# Instructions for the task
When you copy the data that follows, reproduce every word exactly and leave out the images.

[Images for object localization]
▬▬▬

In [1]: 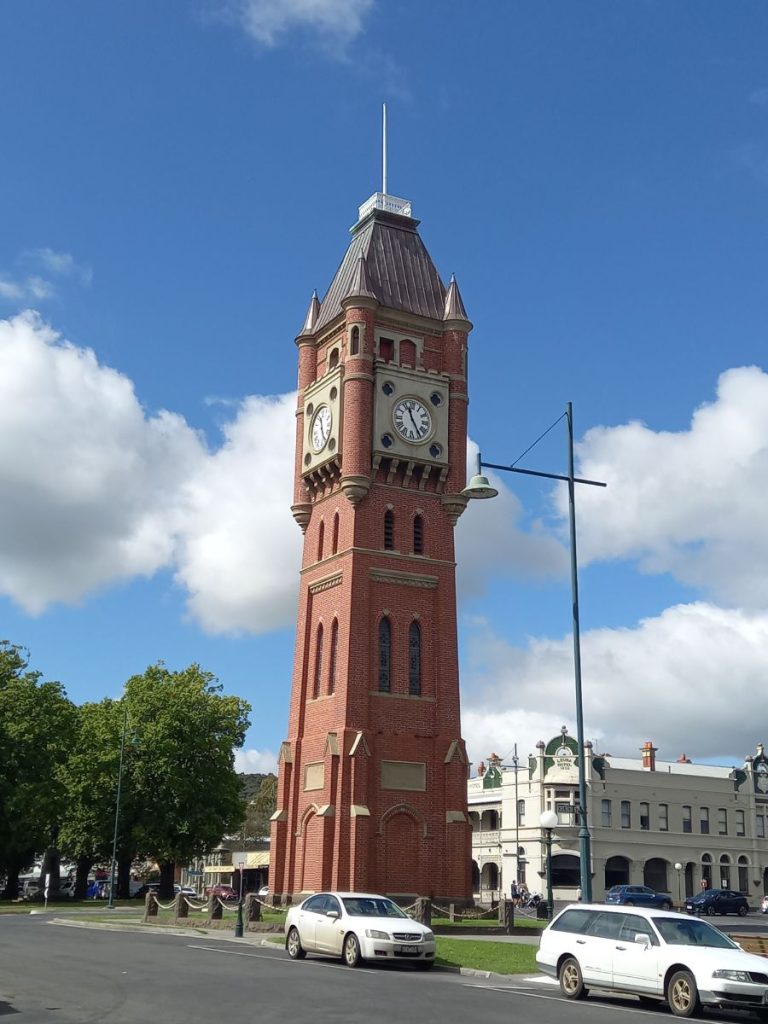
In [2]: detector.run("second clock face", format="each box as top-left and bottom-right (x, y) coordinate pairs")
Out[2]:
(393, 397), (432, 443)
(311, 405), (332, 452)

▬▬▬

# Exercise answer
In [1]: 
In [2]: detector.run("second clock face", format="each box as top-left and bottom-right (x, y) coordinate pairs")
Out[2]:
(393, 397), (432, 443)
(311, 405), (332, 452)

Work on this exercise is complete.